Given request a: Pick out each line in the rows below that contains the word "building", and copy those lines.

An integrated solution:

  • Targets what a specific customer’s organization – business, not-for-profit, government agency, etc. – is providing (portfolio), the manner in which it does that (model), and the context in which it operates
  • Appeals to the combination of values considered most important by an individual customer
  • Provides a package of products, services, and technologies that function more effectively as a whole than the sum of the individual elements that comprise it

So, what is so difficult about that?

While this definition of an integrated solution makes intuitive sense, it challenges management’s conventional wisdom. Here are some reasons:

First, organizations do not really know their individual customers: what each is doing, why they are doing it, or the realities that drive them to do what they do the way they do.

The result: generalizations are made about customer buying patterns, marketing and advertising campaigns based on those generalizations are developed and launched, and products and services are developed and delivered that respond to the aggregated assumptions about customer buying behaviors. However, they don’t really get behind the behaviors to understand the specific dynamics about what the individual customer is doing, why, and how. Instead, the organization strives to stay competitive solely on features and price. To improve their bottom lines, they focus on making what they offer more attractive, cranking up sales / delivery volumes, and reducing operating / product costs.

To lump customers together into various segmentation schemes creates a psychological distance between the provider and the customer and keeps the customer in the position of having to define and acquire the integrated solution.

Second, organizations do not know how to measure the value of what they provide with metrics other than money.

The result: assumptions are made about price, return, cost, and profit that are predicated on a narrowly defined value equation. In other words, the value proposition does not include key factors that drive customers to make buying decisions. Certainly no customer intentionally chooses a portfolio of deliverables and operational model that loses money. At the same time, though, customers are increasingly interested in the impact their operations have on factors such as the environment, safety and security, and quality of life as indicated by the following metrics: What percentage of energy consumed to produce and deliver is green? How far away from the point of use was something produced? Can what is produced be tracked and traced from inception to delivery? How much carbon is emitted versus sequestered in producing it? How much total time does a customer spend to define an integrated solution, bring it together, implement it, and follow-up to see that it functions as intended? What is the balance between a customer’s investments in the operation compared to other of life’s interests?

To focus solely on money misses the point of differentiation that distinguishes an integrated solution: its capacity to answer to multiple drivers within a unique customer’s evaluative framework.

Rows from a pointing dataset
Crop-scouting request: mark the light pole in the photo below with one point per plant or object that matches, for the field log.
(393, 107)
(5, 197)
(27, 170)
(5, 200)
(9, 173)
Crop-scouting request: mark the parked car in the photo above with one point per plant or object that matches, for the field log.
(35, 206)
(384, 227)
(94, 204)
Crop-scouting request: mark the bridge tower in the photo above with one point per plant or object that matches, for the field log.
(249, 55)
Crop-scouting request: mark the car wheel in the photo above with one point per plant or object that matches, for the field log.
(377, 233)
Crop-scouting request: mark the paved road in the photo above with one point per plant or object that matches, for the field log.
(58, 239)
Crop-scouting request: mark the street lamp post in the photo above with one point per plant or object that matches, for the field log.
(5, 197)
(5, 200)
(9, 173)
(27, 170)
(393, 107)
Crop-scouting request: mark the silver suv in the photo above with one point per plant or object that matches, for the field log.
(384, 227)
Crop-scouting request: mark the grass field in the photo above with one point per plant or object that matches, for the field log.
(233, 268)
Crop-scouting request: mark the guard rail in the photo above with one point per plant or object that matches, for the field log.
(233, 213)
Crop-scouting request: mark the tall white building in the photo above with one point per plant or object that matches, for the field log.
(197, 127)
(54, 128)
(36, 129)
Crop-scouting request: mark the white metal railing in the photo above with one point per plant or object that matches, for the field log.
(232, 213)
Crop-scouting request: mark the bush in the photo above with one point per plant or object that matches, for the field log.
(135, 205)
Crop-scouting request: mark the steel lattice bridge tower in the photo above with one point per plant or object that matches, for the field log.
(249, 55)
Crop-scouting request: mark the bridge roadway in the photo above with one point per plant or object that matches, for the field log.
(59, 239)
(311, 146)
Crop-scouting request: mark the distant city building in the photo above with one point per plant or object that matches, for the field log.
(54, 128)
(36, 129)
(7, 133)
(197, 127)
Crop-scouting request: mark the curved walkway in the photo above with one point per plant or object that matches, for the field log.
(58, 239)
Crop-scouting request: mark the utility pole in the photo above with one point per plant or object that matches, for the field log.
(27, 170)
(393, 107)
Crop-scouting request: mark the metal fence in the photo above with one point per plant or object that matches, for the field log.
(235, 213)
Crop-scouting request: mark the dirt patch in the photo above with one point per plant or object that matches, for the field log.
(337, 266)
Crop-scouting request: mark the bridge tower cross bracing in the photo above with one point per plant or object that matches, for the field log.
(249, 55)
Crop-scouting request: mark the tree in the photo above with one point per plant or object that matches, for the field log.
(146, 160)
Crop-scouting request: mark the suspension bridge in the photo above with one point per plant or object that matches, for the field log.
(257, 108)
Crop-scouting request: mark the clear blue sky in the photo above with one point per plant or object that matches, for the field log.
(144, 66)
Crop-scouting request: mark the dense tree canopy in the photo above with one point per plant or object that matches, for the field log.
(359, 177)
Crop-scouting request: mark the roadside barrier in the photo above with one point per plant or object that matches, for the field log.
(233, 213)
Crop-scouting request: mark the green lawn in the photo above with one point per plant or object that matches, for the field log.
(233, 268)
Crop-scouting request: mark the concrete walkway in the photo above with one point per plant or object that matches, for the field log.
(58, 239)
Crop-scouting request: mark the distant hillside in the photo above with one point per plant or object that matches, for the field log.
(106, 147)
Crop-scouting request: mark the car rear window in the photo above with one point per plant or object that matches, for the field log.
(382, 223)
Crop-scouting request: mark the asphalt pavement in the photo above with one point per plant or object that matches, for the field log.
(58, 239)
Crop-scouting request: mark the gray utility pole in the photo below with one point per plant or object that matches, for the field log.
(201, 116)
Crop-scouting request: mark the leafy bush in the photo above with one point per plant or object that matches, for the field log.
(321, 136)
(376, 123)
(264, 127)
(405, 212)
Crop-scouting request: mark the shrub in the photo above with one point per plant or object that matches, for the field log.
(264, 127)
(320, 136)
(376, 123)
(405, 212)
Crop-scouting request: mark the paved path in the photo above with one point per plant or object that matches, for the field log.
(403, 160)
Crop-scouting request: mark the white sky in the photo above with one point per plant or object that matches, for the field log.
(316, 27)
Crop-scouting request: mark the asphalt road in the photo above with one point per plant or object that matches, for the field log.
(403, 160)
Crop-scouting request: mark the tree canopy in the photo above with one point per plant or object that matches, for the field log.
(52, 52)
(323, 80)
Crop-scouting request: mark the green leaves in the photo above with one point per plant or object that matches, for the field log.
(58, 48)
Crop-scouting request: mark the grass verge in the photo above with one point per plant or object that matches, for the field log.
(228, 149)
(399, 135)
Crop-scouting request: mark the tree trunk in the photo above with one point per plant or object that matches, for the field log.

Given request b:
Answer these questions on the text about integrated solutions:
(i) What three aspects of a customer's organization does an integrated solution target?
(ii) What is the second reason the text gives for why the definition challenges management's conventional wisdom?
(iii) On what alone does the organization strive to stay competitive?

Exercise answer a:
Crop-scouting request: mark the tall white building in the photo above with one point per plant or object that matches, for the field log.
Crop-scouting request: mark the distant city building in the photo above with one point per plant or object that matches, for the field log.

Exercise answer b:
(i) What the organization provides (its portfolio), the manner in which it does that (its model), and the context in which it operates.
(ii) Organizations do not know how to measure the value of what they provide with metrics other than money.
(iii) Features and price.